TEXTO PARA REVISAR:
━━━━━━━━

Balón al piso

La eliminación de la Selección Mexicana en el Mundial de Qatar no debe quedarse -de ninguna manera- en el campo deportivo. 

Contra lo que muchos piensan, el futbol es algo serio en el estado de ánimo de las sociedades modernas. No es una camiseta, no es un cuadro que puede ganar y perder, porque el deporte tiene esa regla como fundamental: ningún equipo y ningún atleta ha ganado el debate antes de jugarlo. Pero un once nacional representa mucho más para los ciudadanos que le siguen: ilusión, fe, esperanza y unidad. 

Los clubes suelen separar a la tribuna. Hasta los indiferentes reconocen los colores de un club de una ciudad o de otra. Incluso de los que dirimen por el cariño de una misma ciudad. Pero los conjuntos nacionales pertenecen -sobre todo en las democracias- a todos los habitantes. Y en ellos depositan sentimientos y emociones: alegría, tristeza; euforia y llanto; orgullo y decepción, según sea el resultado de los encuentros. En muchos países el balompié también contiene ingredientes religiosos, sociológicos y sicológicos. Sin dejar de mencionar -y el tema es polémico- nacionalistas. Hay mucho de tribal en una escuadra mundialista.

━━━━━━━━

Extractos de un conjunto de datos:
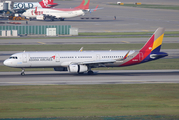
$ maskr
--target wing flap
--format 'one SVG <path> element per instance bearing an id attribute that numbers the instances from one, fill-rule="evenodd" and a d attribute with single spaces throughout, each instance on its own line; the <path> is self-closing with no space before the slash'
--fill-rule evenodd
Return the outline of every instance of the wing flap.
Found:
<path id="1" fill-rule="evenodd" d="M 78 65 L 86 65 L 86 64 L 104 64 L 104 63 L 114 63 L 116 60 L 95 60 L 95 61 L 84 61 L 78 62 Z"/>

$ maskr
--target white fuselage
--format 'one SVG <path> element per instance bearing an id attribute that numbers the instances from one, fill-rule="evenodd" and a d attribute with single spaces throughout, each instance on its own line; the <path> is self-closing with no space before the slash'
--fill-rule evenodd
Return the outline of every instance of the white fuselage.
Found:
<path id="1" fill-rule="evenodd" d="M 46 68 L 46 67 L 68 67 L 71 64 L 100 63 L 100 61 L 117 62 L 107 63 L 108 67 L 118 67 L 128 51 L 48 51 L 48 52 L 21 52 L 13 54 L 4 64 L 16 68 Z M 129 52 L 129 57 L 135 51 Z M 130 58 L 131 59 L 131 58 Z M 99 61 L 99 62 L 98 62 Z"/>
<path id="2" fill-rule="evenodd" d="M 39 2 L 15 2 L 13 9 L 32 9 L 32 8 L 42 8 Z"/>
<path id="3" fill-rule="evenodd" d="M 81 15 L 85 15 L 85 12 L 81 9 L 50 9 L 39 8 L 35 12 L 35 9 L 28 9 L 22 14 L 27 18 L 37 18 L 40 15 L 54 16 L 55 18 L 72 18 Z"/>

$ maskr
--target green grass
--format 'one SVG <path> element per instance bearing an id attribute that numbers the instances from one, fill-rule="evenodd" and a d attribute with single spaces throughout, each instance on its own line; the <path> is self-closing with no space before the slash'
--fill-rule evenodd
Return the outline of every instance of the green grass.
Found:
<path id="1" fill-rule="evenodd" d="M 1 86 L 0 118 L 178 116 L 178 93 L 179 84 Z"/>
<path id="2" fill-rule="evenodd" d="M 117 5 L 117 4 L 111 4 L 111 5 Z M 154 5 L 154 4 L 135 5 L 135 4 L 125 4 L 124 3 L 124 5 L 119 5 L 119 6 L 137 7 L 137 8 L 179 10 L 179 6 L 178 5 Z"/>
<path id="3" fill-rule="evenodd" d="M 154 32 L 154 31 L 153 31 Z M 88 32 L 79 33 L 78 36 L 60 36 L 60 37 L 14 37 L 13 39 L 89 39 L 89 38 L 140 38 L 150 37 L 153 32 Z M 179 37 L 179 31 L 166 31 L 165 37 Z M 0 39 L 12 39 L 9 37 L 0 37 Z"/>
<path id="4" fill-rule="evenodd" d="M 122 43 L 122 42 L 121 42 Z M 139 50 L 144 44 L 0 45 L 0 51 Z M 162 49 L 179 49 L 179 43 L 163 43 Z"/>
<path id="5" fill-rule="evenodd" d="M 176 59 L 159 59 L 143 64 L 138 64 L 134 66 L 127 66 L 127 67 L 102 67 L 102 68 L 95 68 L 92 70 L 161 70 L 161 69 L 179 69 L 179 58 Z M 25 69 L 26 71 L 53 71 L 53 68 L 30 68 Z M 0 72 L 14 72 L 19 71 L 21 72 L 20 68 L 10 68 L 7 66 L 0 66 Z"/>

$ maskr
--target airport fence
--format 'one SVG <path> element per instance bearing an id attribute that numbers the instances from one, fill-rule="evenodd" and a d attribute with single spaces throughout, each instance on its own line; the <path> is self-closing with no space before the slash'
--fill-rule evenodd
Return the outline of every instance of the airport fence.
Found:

━━━━━━━━

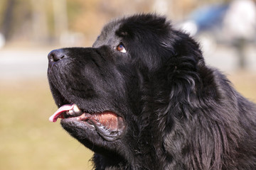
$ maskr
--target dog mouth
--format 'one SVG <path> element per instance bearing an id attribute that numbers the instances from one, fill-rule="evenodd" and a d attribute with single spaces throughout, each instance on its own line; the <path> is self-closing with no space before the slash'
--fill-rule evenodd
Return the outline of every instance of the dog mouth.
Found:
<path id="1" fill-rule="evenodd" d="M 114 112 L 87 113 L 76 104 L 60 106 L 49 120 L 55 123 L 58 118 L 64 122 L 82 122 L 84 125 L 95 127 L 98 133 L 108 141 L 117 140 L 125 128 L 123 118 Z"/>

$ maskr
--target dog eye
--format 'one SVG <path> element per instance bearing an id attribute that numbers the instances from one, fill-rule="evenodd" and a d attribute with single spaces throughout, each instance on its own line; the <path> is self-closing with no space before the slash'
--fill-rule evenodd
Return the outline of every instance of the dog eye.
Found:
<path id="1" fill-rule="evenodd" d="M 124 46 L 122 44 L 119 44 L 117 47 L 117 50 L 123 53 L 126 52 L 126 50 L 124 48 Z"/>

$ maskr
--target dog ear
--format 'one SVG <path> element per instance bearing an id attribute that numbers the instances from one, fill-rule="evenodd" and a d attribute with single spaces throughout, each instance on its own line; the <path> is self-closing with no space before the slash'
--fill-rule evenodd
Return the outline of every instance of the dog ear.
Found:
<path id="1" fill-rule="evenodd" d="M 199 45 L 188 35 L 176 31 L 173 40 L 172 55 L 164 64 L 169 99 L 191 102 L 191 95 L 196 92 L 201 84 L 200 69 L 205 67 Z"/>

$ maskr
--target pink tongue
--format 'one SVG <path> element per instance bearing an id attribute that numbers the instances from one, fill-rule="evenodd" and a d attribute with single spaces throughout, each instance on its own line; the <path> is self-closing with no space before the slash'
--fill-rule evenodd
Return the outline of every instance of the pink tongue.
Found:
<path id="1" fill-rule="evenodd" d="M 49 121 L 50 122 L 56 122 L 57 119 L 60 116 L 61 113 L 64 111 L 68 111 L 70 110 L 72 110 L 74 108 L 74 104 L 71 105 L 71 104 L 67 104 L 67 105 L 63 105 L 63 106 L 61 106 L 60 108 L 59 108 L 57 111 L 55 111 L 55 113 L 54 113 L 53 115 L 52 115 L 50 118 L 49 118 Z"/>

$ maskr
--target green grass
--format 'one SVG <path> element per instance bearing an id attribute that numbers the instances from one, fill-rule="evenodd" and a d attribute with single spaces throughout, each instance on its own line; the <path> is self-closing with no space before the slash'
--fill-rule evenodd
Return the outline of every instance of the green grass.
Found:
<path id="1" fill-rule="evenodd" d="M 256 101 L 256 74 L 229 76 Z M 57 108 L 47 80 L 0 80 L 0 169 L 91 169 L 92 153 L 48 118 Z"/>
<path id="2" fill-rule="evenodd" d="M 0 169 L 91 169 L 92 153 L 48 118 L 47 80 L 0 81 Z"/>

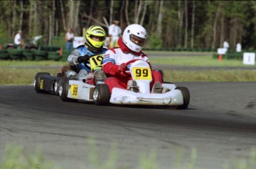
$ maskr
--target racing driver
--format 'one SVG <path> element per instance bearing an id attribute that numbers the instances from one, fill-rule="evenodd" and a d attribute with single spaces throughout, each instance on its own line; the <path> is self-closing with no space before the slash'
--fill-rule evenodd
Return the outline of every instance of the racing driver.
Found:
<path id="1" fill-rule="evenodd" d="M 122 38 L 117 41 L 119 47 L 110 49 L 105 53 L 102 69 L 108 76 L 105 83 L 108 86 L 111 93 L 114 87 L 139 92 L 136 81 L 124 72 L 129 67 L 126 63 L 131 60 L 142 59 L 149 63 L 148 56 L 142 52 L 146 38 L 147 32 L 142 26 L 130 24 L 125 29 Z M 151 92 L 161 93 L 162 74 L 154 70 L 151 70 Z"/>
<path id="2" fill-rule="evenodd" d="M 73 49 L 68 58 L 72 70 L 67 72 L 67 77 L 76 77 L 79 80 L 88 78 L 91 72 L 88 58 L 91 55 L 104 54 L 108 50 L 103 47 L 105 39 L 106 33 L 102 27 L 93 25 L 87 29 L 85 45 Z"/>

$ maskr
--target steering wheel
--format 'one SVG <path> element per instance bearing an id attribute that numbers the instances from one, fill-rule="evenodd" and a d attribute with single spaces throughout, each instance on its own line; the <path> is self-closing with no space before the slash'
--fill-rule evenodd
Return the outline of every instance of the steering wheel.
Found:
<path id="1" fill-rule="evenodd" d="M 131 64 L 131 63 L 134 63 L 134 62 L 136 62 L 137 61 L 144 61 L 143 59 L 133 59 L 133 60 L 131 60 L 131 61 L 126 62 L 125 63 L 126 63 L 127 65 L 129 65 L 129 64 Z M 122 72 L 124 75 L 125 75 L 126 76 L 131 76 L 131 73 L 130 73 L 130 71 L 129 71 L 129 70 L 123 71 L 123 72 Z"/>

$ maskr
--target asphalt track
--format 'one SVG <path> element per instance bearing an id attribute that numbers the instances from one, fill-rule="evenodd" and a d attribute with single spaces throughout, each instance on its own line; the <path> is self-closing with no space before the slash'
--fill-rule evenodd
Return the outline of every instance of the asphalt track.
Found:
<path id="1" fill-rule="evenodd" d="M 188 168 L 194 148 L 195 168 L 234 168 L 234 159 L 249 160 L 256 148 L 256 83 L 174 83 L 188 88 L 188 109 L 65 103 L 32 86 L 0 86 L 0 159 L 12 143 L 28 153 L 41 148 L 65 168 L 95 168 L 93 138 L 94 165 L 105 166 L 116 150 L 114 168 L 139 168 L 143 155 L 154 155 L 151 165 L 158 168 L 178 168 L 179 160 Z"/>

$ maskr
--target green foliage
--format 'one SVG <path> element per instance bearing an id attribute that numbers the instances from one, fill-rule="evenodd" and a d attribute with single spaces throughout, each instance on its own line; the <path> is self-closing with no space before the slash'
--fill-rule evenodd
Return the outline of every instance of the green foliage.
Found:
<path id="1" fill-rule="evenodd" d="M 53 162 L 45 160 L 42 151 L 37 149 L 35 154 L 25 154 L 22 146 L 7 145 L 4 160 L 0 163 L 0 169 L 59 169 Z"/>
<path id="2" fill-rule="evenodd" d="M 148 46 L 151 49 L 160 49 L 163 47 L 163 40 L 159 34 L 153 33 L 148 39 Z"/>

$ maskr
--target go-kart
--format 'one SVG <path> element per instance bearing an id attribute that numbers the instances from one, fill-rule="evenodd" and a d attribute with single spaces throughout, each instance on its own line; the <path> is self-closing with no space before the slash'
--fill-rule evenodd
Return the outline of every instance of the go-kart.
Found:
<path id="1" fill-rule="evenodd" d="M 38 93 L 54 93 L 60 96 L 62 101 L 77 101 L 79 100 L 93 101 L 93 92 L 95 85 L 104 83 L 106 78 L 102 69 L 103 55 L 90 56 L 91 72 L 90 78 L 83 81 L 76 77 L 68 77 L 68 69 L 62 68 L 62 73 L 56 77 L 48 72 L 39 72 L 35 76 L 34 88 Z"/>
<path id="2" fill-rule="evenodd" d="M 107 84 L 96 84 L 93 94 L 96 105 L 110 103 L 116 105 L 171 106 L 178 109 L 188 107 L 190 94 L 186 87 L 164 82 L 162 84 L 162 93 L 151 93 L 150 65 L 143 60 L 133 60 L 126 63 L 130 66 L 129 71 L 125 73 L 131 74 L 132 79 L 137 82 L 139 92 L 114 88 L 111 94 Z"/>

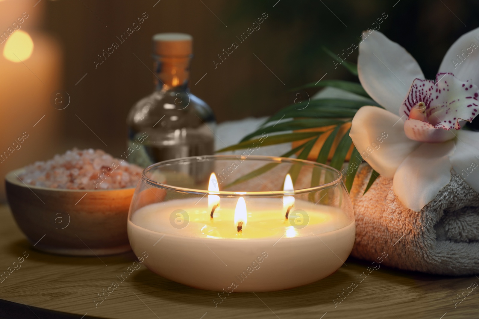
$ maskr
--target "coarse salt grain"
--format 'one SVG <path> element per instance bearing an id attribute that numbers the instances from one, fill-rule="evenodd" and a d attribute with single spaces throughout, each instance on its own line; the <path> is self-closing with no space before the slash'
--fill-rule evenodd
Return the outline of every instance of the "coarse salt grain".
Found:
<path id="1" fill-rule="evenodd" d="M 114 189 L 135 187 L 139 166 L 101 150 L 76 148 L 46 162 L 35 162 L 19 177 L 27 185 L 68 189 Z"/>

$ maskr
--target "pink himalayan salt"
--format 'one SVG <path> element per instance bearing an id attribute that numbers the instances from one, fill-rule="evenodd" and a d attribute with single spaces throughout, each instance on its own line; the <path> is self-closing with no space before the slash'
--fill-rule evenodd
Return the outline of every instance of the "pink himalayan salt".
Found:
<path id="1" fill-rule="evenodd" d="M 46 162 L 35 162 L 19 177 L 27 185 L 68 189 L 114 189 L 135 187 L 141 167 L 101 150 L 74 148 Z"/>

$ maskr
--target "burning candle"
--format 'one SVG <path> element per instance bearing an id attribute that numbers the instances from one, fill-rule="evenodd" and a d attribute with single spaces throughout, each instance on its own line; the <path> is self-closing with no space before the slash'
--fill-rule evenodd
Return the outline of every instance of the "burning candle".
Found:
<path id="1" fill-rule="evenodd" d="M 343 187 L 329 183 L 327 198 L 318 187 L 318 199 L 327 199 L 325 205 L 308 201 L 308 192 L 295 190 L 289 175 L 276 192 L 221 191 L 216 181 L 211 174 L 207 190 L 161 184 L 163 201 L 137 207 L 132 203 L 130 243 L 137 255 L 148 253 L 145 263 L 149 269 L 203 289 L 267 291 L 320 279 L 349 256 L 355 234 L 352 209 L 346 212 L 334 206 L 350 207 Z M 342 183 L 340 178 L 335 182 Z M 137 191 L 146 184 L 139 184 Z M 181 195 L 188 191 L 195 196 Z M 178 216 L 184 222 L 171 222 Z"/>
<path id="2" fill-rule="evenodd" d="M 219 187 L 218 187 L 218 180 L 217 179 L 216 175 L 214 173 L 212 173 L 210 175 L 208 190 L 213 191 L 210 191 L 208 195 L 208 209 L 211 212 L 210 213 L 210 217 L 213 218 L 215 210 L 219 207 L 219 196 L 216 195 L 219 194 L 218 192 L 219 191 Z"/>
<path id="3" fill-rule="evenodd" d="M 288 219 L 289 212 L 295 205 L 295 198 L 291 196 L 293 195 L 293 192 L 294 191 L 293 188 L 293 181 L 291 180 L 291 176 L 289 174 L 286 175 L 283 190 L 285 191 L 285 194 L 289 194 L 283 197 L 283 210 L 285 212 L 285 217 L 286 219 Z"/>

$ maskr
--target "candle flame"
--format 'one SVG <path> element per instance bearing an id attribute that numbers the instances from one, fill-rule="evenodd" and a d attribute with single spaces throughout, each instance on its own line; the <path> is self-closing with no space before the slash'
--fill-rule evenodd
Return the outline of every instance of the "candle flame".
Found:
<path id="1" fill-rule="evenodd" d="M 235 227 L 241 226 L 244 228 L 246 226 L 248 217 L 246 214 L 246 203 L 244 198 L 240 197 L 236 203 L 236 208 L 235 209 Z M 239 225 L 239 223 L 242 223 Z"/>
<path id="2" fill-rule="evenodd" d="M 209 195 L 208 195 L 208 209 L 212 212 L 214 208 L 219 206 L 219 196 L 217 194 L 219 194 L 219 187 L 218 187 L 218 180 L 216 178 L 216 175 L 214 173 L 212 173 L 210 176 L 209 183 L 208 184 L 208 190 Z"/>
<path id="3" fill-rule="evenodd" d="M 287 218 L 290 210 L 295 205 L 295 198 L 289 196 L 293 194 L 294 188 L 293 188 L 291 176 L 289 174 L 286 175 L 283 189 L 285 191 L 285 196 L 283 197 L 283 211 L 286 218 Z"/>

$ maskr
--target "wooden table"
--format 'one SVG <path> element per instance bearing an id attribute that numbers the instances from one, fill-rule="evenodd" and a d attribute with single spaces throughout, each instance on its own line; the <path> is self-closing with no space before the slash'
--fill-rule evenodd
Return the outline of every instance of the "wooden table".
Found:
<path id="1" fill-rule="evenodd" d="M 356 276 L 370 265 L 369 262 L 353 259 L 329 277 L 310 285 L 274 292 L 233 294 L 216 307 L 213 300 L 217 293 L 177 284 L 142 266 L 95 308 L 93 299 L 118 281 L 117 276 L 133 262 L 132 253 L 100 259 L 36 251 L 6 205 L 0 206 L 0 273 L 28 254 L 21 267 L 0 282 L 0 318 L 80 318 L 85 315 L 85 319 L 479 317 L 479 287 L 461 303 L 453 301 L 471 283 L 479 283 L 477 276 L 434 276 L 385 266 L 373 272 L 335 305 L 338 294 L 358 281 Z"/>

━━━━━━━━

ACTIVIDAD 1: Anota sin cambios el fragmento del texto sobre la eliminación de la Selección Mexicana que empieza en las palabras "La eliminación de" y termina después de "esperanza y unidad.".
ACTIVIDAD 2: Según el texto sobre la eliminación de la Selección Mexicana, ¿qué representa un once nacional para los ciudadanos que lo siguen?
ACTIVIDAD 3: De acuerdo con el texto sobre la eliminación de la Selección Mexicana, explica por qué un equipo puede ganar y perder.
Para resolver las actividades no hace falta consultar los registros.

RESPUESTA ESPERADA 1:
La eliminación de la Selección Mexicana en el Mundial de Qatar no debe quedarse -de ninguna manera- en el campo deportivo. 

Contra lo que muchos piensan, el futbol es algo serio en el estado de ánimo de las sociedades modernas. No es una camiseta, no es un cuadro que puede ganar y perder, porque el deporte tiene esa regla como fundamental: ningún equipo y ningún atleta ha ganado el debate antes de jugarlo. Pero un once nacional representa mucho más para los ciudadanos que le siguen: ilusión, fe, esperanza y unidad.

RESPUESTA ESPERADA 2: Representa ilusión, fe, esperanza y unidad.

RESPUESTA ESPERADA 3: Un equipo puede ganar y perder porque el deporte tiene una regla fundamental: ningún equipo ni ningún atleta ha ganado el debate antes de jugarlo.